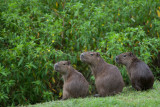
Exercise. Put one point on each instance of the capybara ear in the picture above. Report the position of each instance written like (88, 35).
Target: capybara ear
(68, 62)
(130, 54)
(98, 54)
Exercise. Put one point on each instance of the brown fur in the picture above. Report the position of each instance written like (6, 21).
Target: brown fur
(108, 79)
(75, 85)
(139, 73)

--

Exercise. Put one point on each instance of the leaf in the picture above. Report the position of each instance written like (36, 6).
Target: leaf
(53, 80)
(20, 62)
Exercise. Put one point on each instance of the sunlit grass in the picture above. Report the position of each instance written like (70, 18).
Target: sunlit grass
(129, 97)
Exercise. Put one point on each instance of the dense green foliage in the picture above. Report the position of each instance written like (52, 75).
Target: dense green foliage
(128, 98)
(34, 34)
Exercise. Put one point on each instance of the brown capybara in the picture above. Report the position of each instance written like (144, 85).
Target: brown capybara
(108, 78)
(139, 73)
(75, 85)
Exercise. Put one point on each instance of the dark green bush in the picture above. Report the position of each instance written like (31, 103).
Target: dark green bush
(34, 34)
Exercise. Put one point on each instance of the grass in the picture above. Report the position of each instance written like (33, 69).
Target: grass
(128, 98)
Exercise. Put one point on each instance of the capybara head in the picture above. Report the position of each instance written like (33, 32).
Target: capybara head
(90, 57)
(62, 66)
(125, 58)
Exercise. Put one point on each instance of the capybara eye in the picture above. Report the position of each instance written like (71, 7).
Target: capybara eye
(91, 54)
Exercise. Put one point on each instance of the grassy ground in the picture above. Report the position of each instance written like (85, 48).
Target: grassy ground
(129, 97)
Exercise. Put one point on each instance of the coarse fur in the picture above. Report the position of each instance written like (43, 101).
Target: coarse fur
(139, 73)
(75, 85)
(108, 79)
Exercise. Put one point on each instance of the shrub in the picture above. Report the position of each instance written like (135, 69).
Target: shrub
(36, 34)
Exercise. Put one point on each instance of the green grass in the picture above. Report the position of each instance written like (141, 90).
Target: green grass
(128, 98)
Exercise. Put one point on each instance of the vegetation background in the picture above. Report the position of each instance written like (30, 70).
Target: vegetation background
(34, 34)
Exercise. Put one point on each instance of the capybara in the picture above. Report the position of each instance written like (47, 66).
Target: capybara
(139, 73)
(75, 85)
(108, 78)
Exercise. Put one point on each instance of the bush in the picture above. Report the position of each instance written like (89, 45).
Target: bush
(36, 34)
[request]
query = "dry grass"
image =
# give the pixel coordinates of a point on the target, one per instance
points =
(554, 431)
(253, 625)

--

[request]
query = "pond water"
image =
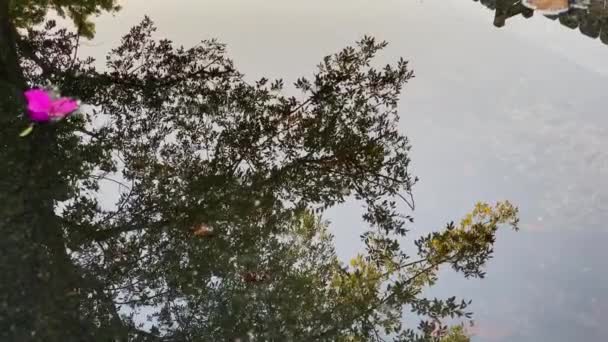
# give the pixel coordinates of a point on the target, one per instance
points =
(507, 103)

--

Using the records above, set down exactly the lines from the one with "Exercise. Put one point on each instance of the brown capybara" through the one with "Exercise. Put one point on each instance of the grassy", inclusive, and nothing more.

Exercise. Put one point on each instance of the brown capybara in the picture above. Report the position of each instance written like (144, 85).
Target: brown capybara
(108, 78)
(139, 73)
(75, 85)
Exercise. Put one point on each instance of the dark green bush in the picture above. Report the position of each instance written like (31, 103).
Target: dark green bush
(34, 34)
Exercise. Put one point on each instance of the grass in the picture above. Report the position of each instance written like (33, 69).
Target: grass
(128, 98)
Exercise. Put one point on each instance of the capybara head in the picture above. Report the position of each instance written like (33, 32).
Target: capybara head
(90, 57)
(62, 66)
(125, 58)
Exercise. Put one point on each instance of the capybara eye in the picture above. Report the position of each instance written like (71, 7).
Target: capybara eye
(91, 54)
Exercise. Put one point on each instance of the grassy ground in the picture above. Report the position of each instance written like (85, 48).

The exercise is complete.